TEXTO PROPORCIONADO:
La propuesta de la Fazenda era un año de internación. Ella había firmado un compromiso… pero faltaban nueve meses y ella se sentía muy bien. Había recuperado peso, se sentía limpia, había redescubierto la fe que había vivido de niña y que ahora tomaba otro sentido… pero ¡nueve meses más! ¿por qué no volver ya, buscar a su familia, decirles cuánto había cambiado y cuán dispuesta estaba a comenzar de nuevo? Se sentía segura, fuerte, no volvería a caer en la adicción, no volvería con la gente que la había llevado a conocer una vida tan miserable…

Hay momentos de la existencia donde irse o quedarse son decisiones que marcan el resto de la vida. Mientras estaba en esos pensamientos, Carolina se miró los pies, se sacó las chinelas y caminó sobre la tierra del caminito que bordeaba los canteros de la quinta. “Estoy volando otra vez… -se dijo- tengo que poner de verdad los pies sobre la tierra”. Y ese día comenzó el resto de su año en la Fazenda, y el resto de su vida en el camino que había encontrado.

A lo largo de toda la historia, hay gente que ha dejado la Iglesia y gente que se ha quedado en la Iglesia. En las comunidades por donde he pasado, empezando por mi propia comunidad parroquial, mi comunidad de bautismo, he encontrado esas personas que permanecen, con una fe “a prueba de balas”, aunque no sea en sentido literal. Casi siempre mujeres, pero también algunos matrimonios, algunos varones, que no se han apartado de la comunidad ni porque hayan pasado situaciones difíciles a nivel personal o familiar, ni porque haya cambiado el rostro y el estilo del párroco de turno… y eso, sin tener tampoco un motivo mezquino para quedarse, como el tener cierto poder dentro de la comunidad o haberse adueñado de un espacio. Tal vez ninguno de ellos tuvo que pasar por un momento como el que vivió Carolina en la Fazenda o el que nos presenta el evangelio de hoy. O, al menos, nadie se enteró, porque sucedió en su interior y su respuesta al Señor fue dada en la intimidad; pero su presencia constante, su fidelidad a través del tiempo, son indicadores de una decisión profunda, arraigada en la fe.

LISTA DE TAREAS:
a – En el texto sobre Carolina y la Fazenda, ¿cuánto duraba la internación que proponía la Fazenda?
b – Copia sin cambios el fragmento del texto sobre Carolina y la Fazenda que empieza en las palabras "Hay momentos de" y termina después de "que había encontrado.".
Para responder, usa solamente el texto.

ENTRADAS PROPORCIONADAS:
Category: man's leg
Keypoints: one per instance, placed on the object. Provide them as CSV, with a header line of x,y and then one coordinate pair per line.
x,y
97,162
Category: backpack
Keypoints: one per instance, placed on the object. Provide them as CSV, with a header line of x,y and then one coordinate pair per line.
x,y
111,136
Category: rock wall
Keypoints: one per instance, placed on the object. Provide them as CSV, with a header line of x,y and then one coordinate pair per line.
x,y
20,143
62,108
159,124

RESPUESTAS:
a – Un año.

b –
Hay momentos de la existencia donde irse o quedarse son decisiones que marcan el resto de la vida. Mientras estaba en esos pensamientos, Carolina se miró los pies, se sacó las chinelas y caminó sobre la tierra del caminito que bordeaba los canteros de la quinta. “Estoy volando otra vez… -se dijo- tengo que poner de verdad los pies sobre la tierra”. Y ese día comenzó el resto de su año en la Fazenda, y el resto de su vida en el camino que había encontrado.